Point-per-instance localization data
----
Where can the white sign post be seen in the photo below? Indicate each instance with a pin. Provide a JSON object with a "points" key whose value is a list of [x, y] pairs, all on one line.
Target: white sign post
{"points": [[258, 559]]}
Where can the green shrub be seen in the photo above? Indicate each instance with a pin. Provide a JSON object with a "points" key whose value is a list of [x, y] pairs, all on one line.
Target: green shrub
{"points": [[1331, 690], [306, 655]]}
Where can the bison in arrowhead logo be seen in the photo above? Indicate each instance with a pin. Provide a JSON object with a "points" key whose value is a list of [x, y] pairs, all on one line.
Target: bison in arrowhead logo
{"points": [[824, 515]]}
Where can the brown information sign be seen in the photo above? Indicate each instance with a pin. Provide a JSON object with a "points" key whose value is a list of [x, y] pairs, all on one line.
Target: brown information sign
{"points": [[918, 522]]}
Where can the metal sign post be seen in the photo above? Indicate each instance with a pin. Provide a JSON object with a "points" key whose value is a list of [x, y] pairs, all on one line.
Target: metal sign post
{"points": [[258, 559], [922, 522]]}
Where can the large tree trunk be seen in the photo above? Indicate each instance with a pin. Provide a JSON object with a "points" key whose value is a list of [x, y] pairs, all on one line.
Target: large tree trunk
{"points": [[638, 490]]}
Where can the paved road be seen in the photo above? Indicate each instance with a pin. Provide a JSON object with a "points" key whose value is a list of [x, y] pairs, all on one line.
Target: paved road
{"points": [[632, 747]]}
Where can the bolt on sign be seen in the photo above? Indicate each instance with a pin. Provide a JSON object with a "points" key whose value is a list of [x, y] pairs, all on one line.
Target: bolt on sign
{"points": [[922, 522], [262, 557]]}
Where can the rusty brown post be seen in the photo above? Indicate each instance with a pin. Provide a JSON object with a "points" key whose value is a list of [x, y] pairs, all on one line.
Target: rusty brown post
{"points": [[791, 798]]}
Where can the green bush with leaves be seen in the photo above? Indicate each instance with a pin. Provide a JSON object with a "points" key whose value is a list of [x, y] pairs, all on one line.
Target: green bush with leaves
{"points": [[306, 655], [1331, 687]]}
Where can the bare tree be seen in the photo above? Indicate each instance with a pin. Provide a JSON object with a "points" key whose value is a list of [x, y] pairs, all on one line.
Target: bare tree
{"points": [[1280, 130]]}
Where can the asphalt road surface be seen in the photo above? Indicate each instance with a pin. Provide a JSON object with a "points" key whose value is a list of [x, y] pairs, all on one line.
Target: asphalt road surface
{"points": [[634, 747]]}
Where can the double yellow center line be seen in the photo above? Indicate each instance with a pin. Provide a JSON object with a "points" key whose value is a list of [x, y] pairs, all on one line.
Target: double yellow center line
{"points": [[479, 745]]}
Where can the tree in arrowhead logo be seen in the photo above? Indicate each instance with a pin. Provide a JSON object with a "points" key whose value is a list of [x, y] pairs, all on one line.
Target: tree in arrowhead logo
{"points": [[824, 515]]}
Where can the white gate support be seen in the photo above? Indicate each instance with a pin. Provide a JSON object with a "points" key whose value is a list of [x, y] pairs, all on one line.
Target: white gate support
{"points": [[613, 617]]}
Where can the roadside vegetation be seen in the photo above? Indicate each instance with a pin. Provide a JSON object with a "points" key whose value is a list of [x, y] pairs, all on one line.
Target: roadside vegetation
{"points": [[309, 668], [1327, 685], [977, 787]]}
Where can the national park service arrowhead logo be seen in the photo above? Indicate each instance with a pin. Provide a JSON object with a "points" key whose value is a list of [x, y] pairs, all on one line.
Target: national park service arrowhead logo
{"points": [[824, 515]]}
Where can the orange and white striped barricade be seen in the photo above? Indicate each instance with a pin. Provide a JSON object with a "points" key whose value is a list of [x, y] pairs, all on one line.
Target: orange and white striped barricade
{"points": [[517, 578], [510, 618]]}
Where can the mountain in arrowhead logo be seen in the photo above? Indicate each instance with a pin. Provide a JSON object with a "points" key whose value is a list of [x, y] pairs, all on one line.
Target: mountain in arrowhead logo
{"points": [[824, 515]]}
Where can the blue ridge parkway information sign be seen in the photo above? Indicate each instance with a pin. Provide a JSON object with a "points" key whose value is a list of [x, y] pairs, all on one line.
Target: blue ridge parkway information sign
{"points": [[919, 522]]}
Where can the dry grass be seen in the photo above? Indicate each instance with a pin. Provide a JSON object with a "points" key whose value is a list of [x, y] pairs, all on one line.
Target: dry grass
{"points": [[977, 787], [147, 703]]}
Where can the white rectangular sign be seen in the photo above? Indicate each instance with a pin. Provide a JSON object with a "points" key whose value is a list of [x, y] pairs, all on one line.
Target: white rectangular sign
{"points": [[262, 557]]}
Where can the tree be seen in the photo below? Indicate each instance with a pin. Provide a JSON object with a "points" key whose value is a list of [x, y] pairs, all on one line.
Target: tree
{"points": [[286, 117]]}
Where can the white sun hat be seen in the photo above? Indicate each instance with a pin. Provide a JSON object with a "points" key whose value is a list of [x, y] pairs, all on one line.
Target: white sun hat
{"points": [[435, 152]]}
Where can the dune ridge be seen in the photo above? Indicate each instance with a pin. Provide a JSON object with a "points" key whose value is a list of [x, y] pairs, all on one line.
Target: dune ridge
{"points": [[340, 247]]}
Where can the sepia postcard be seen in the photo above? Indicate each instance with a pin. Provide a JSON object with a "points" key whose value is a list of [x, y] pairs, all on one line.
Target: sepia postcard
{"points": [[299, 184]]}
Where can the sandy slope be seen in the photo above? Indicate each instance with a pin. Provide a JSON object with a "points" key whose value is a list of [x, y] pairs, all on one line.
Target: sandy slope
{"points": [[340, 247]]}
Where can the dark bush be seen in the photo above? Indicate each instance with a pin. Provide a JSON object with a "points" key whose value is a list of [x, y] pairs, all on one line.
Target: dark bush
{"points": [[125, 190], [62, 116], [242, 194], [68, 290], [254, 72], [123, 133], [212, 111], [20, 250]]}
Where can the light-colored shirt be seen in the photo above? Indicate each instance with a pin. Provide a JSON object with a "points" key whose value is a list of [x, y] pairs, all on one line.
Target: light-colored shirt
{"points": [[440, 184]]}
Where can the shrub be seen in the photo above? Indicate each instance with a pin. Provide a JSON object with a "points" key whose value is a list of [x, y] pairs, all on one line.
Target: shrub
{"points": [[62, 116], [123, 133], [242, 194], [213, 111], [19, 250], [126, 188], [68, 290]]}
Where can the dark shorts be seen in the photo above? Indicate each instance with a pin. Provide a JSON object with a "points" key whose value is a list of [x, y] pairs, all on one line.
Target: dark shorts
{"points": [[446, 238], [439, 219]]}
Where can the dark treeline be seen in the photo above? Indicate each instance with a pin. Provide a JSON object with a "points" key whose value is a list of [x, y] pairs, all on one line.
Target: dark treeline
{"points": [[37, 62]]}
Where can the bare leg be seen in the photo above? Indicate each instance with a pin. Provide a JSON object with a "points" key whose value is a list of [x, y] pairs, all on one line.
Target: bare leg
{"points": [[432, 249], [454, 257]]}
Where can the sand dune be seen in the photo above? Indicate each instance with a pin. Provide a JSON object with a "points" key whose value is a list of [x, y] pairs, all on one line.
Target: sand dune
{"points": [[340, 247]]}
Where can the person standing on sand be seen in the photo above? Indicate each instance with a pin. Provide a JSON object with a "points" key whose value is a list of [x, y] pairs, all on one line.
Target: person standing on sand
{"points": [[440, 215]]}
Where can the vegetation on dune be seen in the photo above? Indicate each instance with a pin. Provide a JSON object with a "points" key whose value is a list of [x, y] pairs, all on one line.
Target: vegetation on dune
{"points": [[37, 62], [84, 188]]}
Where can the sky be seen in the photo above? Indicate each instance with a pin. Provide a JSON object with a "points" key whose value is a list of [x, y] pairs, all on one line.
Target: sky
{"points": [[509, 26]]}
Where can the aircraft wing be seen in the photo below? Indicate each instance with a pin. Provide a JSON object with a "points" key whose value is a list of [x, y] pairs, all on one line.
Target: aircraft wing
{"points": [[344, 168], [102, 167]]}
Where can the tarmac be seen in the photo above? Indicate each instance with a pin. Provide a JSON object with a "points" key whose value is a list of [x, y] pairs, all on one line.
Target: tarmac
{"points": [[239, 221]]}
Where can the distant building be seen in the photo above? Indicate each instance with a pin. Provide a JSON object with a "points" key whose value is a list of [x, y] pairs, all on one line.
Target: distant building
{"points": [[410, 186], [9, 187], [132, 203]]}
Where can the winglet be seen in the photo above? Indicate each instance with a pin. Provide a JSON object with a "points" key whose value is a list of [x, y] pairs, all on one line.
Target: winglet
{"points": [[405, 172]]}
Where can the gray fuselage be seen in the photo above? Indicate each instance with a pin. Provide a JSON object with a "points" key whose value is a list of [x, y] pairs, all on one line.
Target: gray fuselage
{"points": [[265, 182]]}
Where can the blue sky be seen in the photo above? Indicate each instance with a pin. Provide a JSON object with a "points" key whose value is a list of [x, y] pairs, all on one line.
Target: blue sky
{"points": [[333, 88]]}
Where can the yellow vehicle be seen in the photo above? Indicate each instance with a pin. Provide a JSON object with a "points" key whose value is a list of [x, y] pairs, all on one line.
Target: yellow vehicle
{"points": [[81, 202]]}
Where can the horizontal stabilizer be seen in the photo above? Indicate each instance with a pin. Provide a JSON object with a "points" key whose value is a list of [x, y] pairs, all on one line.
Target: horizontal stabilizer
----
▶ Problem to solve: Lines above with "horizontal": state how many, nothing more.

▶ Written response: 2